### Raw records:
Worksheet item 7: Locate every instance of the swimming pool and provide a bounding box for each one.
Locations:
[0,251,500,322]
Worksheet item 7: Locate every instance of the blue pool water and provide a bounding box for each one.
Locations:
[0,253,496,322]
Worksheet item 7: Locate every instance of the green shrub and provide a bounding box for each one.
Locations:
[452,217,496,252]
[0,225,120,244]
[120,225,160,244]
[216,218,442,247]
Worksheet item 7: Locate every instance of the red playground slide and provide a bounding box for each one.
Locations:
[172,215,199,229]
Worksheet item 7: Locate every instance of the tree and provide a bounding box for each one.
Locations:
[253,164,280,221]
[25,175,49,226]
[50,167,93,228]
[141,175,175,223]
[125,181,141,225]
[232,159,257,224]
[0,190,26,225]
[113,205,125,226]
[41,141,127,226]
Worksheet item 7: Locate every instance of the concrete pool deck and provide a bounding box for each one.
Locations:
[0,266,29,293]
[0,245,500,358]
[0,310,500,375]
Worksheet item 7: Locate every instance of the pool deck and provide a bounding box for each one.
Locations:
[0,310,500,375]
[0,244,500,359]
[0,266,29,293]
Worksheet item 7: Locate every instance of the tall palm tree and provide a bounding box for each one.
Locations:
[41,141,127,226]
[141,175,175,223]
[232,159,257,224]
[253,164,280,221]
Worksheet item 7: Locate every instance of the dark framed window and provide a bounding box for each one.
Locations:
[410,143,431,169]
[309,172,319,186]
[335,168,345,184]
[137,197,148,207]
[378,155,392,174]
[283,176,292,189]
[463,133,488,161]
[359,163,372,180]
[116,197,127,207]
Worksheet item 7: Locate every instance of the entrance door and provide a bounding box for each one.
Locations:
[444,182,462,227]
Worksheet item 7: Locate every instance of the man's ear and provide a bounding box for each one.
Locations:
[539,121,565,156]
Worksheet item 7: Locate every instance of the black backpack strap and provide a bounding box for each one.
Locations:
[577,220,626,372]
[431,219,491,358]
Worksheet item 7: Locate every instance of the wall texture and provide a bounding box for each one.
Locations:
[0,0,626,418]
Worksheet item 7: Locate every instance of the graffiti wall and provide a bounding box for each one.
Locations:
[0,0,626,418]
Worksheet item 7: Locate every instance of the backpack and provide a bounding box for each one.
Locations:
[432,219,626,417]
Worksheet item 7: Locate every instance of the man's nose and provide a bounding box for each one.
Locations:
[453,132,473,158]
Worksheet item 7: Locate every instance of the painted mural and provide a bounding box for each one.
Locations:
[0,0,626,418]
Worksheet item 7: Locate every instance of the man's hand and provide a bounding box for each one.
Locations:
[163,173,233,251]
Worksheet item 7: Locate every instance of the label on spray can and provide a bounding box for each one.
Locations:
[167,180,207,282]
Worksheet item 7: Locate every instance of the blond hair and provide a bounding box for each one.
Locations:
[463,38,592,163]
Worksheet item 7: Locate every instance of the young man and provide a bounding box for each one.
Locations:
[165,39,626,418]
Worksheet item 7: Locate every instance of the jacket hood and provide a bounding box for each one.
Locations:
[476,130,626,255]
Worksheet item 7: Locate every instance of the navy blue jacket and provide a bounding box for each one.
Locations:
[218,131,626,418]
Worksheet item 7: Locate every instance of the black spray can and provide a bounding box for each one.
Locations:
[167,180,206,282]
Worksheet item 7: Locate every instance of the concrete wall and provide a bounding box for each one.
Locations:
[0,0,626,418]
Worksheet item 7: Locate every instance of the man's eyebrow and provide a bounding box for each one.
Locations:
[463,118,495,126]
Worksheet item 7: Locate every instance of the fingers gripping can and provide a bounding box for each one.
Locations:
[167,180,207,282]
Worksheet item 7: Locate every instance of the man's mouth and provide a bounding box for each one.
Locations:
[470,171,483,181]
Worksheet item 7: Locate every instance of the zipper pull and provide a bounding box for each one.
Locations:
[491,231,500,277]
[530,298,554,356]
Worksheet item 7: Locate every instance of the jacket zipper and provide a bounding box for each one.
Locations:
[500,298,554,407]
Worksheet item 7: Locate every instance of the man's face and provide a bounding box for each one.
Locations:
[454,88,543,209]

### The exercise:
Format every record above as a two-column CSV with the header text,answer. Give one row per record, with its wording in the first field and its answer in the second, each field enclosed in double quotes and any line breaks replaced by spaces.

### Solution for this exercise:
text,answer
"Worksheet item 7: Locate every instance of the swimming pool and provide a bounding box for each one. Locations:","[0,251,500,322]"
"Worksheet item 7: Locate every instance of the blue pool water and provide a bounding box for each one. Locations:","[0,253,496,322]"
"Worksheet item 7: Locate every instance of the green shrub and provide a bounding box for each one. Locations:","[452,217,496,252] [0,225,120,244] [120,225,160,244] [216,218,442,247]"
"Worksheet item 7: Locate every instance of the red playground slide and provide a bounding box for each one. Locations:","[172,215,199,229]"
"Worksheet item 7: Locate every instance of the tree and provide a bounding box for each one. Locations:","[253,164,280,221] [25,175,49,226] [50,167,93,228] [141,175,175,223] [125,181,141,225] [232,159,257,224] [0,190,26,225] [113,205,125,226] [41,141,127,226]"
"Worksheet item 7: Locate every instance of the concrete pool deck and provide a bounding box for each one. Locations:","[0,266,29,293] [0,245,500,358] [0,310,500,375]"
"Worksheet item 7: Locate every instance of the pool deck and provide a bounding box for each one. Locations:","[0,310,500,375] [0,244,500,359] [0,266,29,293]"
"Worksheet item 7: Locate every instance of the tall palm tree and provide a bounding box for each one. Locations:","[41,141,127,226] [141,175,175,223] [232,159,257,224] [253,164,280,221]"
"Worksheet item 7: Locate every instance of the dark framed window and provide a bounding box for each one. Locations:","[410,143,431,169] [309,172,319,186] [335,168,345,184] [137,197,148,207] [378,155,392,174] [283,176,292,189] [463,133,488,161] [359,163,372,180] [116,197,127,207]"
"Worksheet item 7: Locate every instance of the entrance door and provide a bounding box for each one. Locations:","[444,182,462,227]"
"Worksheet item 7: Locate every instance of the man's ear and provide a bounding box for each one. Locations:","[539,121,565,156]"
"Worksheet item 7: Locate every instance of the black backpack strap and provide a bounding box for each one. Locations:","[577,220,626,372] [431,219,491,358]"
"Worksheet item 7: Locate every instance of the wall texture and provide a bounding box for each one. Locations:","[0,0,626,418]"
"Worksheet item 7: Locate every instance of the graffiti wall and provide a bounding box for each one. Locations:","[0,0,626,418]"
"Worksheet item 7: Locate every instance of the backpack and provide a bounding box for each one. Locations:","[432,219,626,417]"
"Worksheet item 7: Locate every instance of the man's nose and provide a bounding box for each one. Locations:","[453,132,473,158]"
"Worksheet item 7: Locate every instance of the painted mural and provide a bounding box for each one. Locations:","[0,0,626,418]"
"Worksheet item 7: Locate every instance of the man's hand and provide a bounding box for each one. Locations:","[163,173,233,251]"
"Worksheet item 7: Locate every instance of the label on spray can and provide a bounding box for each one. Locations:","[167,180,207,282]"
"Worksheet item 7: Locate every instance of the blond hair and provide a bounding box for each one. Locations:","[463,38,592,163]"
"Worksheet item 7: Locate every instance of the young man and provide a bounding box for each one. Locations:","[165,39,626,418]"
"Worksheet item 7: Locate every instance of the jacket hood and provide a bounding box for each one. Locations:","[476,130,626,255]"
"Worksheet item 7: Locate every instance of the navy blue jacket and provide a bounding box for each one. Locations:","[218,131,626,418]"
"Worksheet item 7: Locate every instance of the black spray can and provide a bounding box for each one. Locations:","[167,180,206,282]"
"Worksheet item 7: Locate every instance of the concrete wall and provide a bounding box for each one. Locations:","[0,0,626,418]"
"Worksheet item 7: Locate every instance of the man's eyebrow and provide a bounding box for each one. Locations:","[463,118,495,126]"
"Worksheet item 7: Locate every instance of the fingers gripping can and provide a bounding box for each one. Locations:","[167,180,207,282]"
"Worksheet item 7: Locate every instance of the man's mouth and provide a bounding box for each one. Locations:","[470,171,483,181]"
"Worksheet item 7: Locate every instance of the zipper pull and provide a bounding box for each one. Locations:","[491,231,500,277] [530,298,554,356]"
"Worksheet item 7: Locate every instance of the jacket zipper and provide a bounding box for each one. Locations:","[500,298,554,407]"
"Worksheet item 7: Locate every instance of the man's face and provide a bounding box for each one. Locations:","[454,88,543,209]"